Within the listing, each line that has the string "granite" should be copied.

=== MATERIAL PROVIDED ===

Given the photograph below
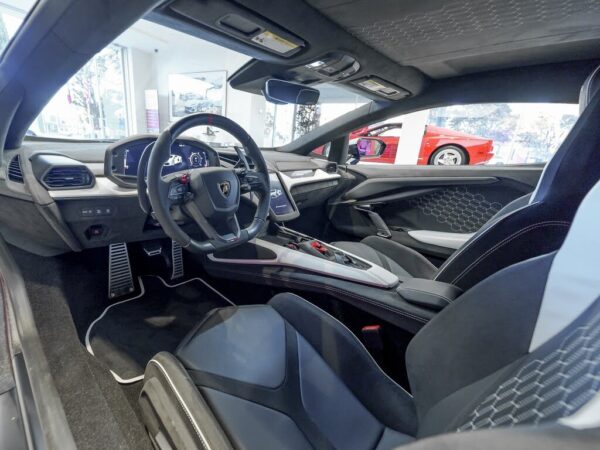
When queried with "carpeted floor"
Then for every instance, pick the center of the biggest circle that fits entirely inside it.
(99, 412)
(131, 332)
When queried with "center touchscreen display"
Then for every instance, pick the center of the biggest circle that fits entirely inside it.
(280, 203)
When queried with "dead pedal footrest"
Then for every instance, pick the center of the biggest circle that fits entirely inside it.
(176, 260)
(120, 280)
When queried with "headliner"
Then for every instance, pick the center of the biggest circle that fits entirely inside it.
(445, 38)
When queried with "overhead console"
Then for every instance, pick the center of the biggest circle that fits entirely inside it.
(285, 48)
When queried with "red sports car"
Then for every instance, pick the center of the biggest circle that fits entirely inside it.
(440, 146)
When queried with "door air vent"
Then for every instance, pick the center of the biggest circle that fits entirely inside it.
(15, 173)
(68, 177)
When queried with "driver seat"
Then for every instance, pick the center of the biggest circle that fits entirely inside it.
(515, 359)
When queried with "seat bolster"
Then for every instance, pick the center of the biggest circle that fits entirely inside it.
(174, 411)
(350, 361)
(410, 260)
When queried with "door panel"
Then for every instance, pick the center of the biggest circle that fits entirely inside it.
(431, 209)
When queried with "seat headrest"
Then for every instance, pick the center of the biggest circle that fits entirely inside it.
(573, 282)
(577, 157)
(589, 88)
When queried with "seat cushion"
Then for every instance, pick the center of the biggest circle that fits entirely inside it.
(330, 393)
(399, 259)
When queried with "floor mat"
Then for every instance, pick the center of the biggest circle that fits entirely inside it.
(129, 333)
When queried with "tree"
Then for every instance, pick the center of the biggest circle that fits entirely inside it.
(493, 121)
(87, 92)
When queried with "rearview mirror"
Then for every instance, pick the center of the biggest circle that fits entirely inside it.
(282, 92)
(370, 148)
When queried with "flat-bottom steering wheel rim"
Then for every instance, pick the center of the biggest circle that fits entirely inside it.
(258, 179)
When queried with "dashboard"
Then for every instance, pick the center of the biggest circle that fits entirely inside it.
(123, 158)
(73, 195)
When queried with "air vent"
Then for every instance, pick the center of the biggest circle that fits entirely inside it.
(234, 160)
(68, 177)
(331, 167)
(15, 173)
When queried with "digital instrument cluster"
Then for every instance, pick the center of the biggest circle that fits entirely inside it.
(186, 154)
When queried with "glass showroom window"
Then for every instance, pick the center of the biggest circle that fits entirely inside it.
(92, 105)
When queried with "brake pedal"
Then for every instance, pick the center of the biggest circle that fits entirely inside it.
(120, 280)
(176, 260)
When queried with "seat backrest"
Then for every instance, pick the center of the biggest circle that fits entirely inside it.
(523, 230)
(520, 348)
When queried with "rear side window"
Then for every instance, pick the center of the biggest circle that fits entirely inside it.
(477, 134)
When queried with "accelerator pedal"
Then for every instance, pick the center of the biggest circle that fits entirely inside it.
(120, 280)
(176, 260)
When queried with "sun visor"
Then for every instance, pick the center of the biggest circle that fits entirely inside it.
(238, 22)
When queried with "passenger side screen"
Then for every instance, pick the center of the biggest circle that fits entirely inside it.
(280, 203)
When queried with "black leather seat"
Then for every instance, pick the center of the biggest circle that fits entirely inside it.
(530, 226)
(516, 358)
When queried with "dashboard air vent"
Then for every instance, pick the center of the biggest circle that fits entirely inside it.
(234, 160)
(331, 167)
(15, 173)
(68, 177)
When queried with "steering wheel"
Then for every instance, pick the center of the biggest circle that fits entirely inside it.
(210, 195)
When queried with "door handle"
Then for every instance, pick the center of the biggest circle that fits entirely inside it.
(380, 225)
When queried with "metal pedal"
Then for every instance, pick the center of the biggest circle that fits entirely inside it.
(176, 260)
(120, 280)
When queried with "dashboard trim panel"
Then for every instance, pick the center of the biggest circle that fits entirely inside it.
(374, 276)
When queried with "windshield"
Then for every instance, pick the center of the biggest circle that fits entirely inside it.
(151, 75)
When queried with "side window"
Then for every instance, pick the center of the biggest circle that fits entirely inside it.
(480, 134)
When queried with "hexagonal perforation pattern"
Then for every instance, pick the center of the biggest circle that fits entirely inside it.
(461, 210)
(547, 388)
(396, 36)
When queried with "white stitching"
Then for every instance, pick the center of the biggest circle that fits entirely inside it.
(358, 341)
(506, 241)
(182, 404)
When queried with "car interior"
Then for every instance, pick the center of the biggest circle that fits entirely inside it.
(161, 291)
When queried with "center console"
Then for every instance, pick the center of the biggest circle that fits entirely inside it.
(287, 258)
(282, 247)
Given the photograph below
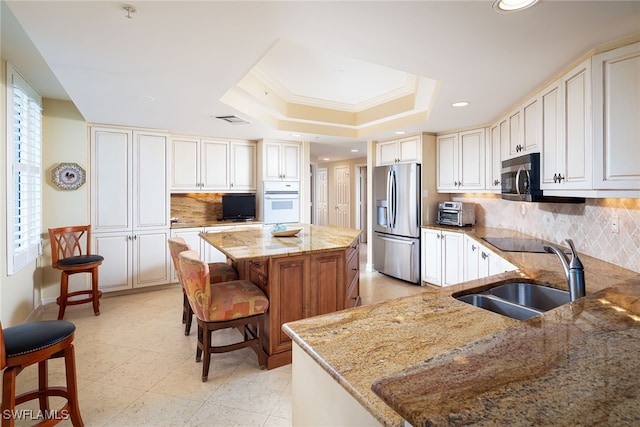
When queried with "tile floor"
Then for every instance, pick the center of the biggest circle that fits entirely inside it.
(136, 367)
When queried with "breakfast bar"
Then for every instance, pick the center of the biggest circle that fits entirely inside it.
(309, 272)
(431, 359)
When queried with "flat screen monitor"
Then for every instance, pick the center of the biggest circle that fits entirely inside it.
(239, 207)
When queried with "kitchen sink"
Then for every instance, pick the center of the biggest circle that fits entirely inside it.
(500, 306)
(518, 300)
(531, 295)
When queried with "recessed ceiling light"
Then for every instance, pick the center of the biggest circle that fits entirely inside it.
(505, 6)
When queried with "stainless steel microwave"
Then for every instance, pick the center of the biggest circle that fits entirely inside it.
(520, 181)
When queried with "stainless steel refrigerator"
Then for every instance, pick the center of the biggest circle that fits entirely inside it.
(396, 237)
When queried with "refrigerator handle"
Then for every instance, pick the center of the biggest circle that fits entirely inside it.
(393, 201)
(389, 199)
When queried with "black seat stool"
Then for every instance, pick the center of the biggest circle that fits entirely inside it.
(37, 342)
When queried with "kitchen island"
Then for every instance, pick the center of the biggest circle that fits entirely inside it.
(433, 360)
(314, 272)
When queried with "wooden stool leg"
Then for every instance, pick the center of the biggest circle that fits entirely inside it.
(72, 388)
(43, 384)
(206, 346)
(189, 316)
(64, 289)
(8, 396)
(94, 290)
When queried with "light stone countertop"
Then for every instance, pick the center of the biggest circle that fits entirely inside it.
(258, 243)
(401, 345)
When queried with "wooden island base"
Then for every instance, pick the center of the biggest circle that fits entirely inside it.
(317, 272)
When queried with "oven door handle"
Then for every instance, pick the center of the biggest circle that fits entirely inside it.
(526, 184)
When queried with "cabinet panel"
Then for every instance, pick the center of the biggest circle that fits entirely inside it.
(289, 291)
(185, 164)
(214, 164)
(447, 162)
(150, 185)
(115, 272)
(151, 258)
(111, 169)
(471, 166)
(327, 283)
(616, 112)
(243, 166)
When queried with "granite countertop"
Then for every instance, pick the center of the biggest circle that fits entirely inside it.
(415, 350)
(212, 223)
(257, 243)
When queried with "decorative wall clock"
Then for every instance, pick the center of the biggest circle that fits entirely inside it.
(68, 176)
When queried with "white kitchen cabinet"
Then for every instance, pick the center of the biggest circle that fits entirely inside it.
(480, 262)
(524, 128)
(403, 150)
(574, 151)
(132, 260)
(206, 164)
(130, 206)
(493, 156)
(616, 114)
(280, 161)
(461, 161)
(442, 255)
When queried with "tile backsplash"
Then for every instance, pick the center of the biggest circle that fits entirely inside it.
(588, 224)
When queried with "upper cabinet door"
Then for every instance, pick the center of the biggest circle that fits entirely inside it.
(185, 171)
(616, 114)
(151, 180)
(243, 170)
(214, 160)
(111, 183)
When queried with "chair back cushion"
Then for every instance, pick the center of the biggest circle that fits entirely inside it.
(70, 241)
(177, 245)
(220, 301)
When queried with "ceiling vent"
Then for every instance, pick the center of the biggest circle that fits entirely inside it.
(234, 120)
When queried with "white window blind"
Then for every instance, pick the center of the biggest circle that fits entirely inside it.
(24, 169)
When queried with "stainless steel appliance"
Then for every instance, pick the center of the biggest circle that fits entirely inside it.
(396, 240)
(521, 181)
(281, 202)
(458, 214)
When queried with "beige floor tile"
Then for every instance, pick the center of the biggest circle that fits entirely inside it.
(136, 367)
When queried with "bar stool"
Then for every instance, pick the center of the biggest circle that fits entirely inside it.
(37, 342)
(218, 272)
(234, 304)
(67, 255)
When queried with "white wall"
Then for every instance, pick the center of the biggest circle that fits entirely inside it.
(65, 139)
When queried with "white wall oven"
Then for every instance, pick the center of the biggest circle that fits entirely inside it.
(281, 202)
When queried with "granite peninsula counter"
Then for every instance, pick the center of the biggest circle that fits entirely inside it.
(433, 360)
(317, 271)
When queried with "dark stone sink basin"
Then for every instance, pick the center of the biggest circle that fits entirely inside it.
(518, 300)
(497, 305)
(531, 295)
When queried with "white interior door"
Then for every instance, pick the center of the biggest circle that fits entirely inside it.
(342, 187)
(322, 202)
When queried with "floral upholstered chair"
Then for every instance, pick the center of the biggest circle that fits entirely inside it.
(232, 304)
(218, 272)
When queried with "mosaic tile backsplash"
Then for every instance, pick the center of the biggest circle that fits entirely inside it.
(588, 224)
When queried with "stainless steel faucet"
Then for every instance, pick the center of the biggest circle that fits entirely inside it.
(572, 269)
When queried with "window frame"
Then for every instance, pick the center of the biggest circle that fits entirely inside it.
(24, 170)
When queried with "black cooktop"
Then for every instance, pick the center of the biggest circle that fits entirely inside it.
(512, 244)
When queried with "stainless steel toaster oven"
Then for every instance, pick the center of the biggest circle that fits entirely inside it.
(458, 214)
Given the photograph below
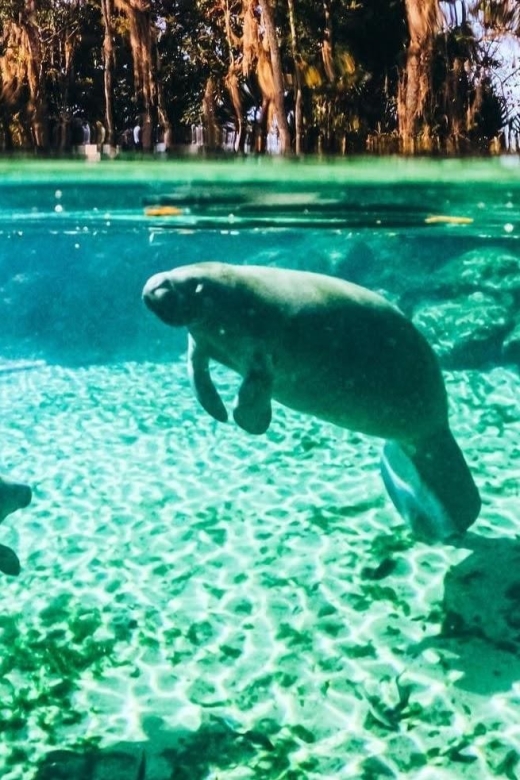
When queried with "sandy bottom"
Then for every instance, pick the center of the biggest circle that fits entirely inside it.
(198, 603)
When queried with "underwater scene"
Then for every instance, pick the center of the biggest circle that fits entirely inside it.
(303, 591)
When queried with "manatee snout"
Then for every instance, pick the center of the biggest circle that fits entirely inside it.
(172, 300)
(13, 496)
(162, 299)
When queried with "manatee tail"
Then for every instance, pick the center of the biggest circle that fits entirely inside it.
(431, 486)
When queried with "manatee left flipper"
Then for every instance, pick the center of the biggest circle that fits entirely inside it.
(252, 410)
(9, 562)
(205, 391)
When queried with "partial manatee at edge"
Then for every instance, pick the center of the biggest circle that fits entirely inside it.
(13, 496)
(334, 350)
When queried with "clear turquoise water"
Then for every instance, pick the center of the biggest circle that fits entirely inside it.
(198, 603)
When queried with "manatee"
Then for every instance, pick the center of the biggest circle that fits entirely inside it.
(332, 349)
(13, 496)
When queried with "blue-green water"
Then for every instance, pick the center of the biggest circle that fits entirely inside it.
(195, 602)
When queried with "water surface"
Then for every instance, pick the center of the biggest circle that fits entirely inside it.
(198, 603)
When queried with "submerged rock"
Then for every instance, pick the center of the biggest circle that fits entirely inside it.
(466, 332)
(488, 269)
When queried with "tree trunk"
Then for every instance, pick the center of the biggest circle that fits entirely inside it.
(276, 65)
(298, 117)
(415, 130)
(108, 70)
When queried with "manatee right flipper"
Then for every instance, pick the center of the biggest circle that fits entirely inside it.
(253, 410)
(431, 486)
(9, 563)
(205, 391)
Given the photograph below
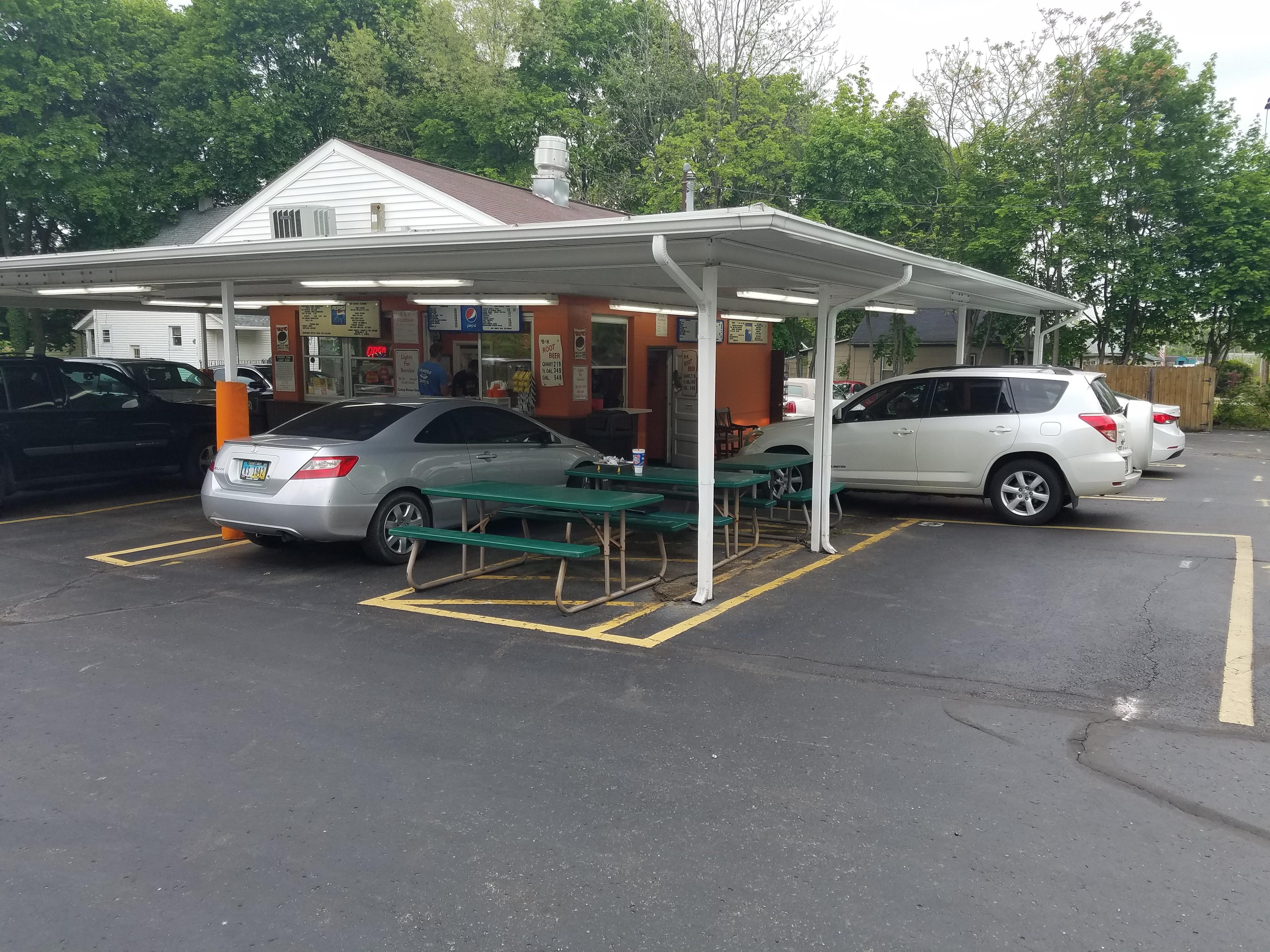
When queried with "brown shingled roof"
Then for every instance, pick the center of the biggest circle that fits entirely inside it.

===

**RESULT OF THIS TASK**:
When queried with "granite countertop"
When queried with "granite peninsula counter"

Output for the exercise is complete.